#### [Assigned task]
Return the data below exactly as given, except for the images.

* * * * * * *

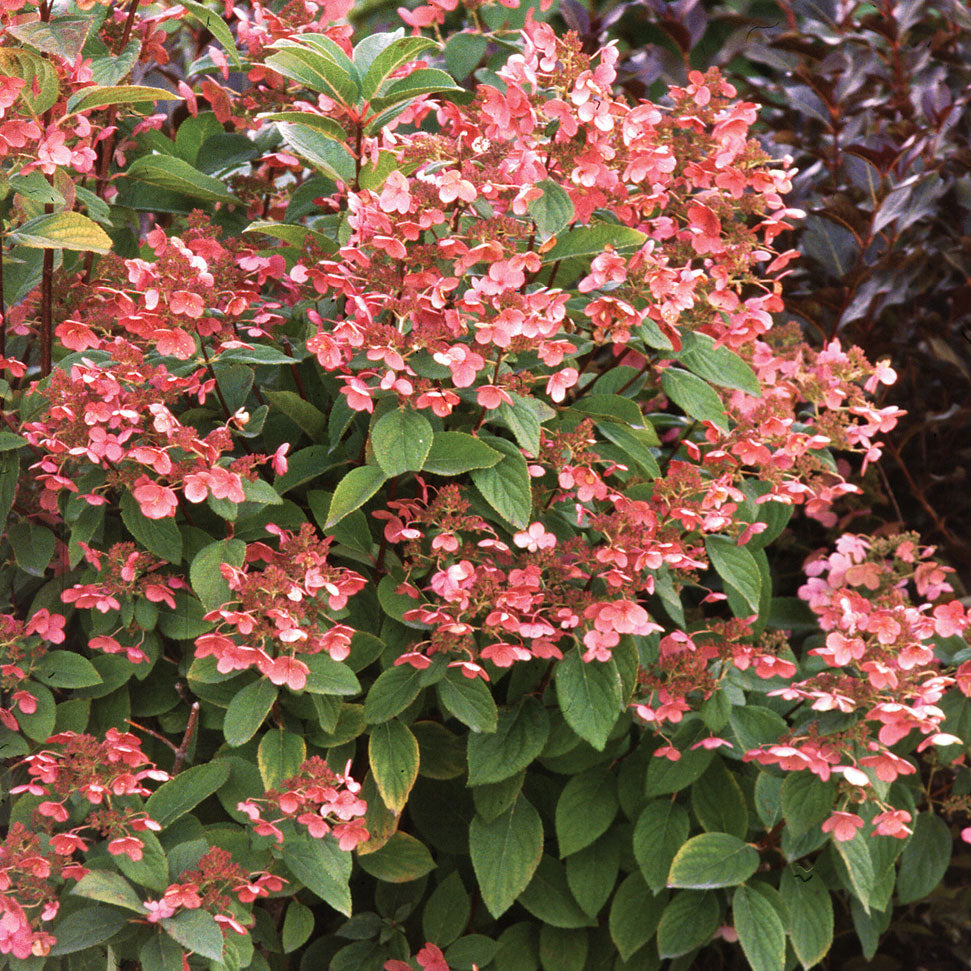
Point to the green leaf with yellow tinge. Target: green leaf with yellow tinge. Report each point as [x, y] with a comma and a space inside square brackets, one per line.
[712, 860]
[393, 757]
[505, 854]
[62, 230]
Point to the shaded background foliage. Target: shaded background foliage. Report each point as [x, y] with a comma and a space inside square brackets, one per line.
[870, 100]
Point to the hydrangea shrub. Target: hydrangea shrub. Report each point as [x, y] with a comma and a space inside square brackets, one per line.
[397, 478]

* * * * * * *

#### [Response area]
Point to the green leaf with yellow tinge. Target: green leaf with yellow tinge. Report each point as [x, y] with a comma and a space inside square brackets, one per line.
[712, 860]
[393, 757]
[505, 854]
[62, 230]
Point to the shaded background foliage. Target: shaded background foliage. Report each point as [x, y] with a comma and a space inside square brackets, one per line.
[870, 100]
Point to the hydrangea shrub. Target: hydrangea shrub. Report each point as [x, y] with a comma and a space inside square brackets, one per line.
[397, 478]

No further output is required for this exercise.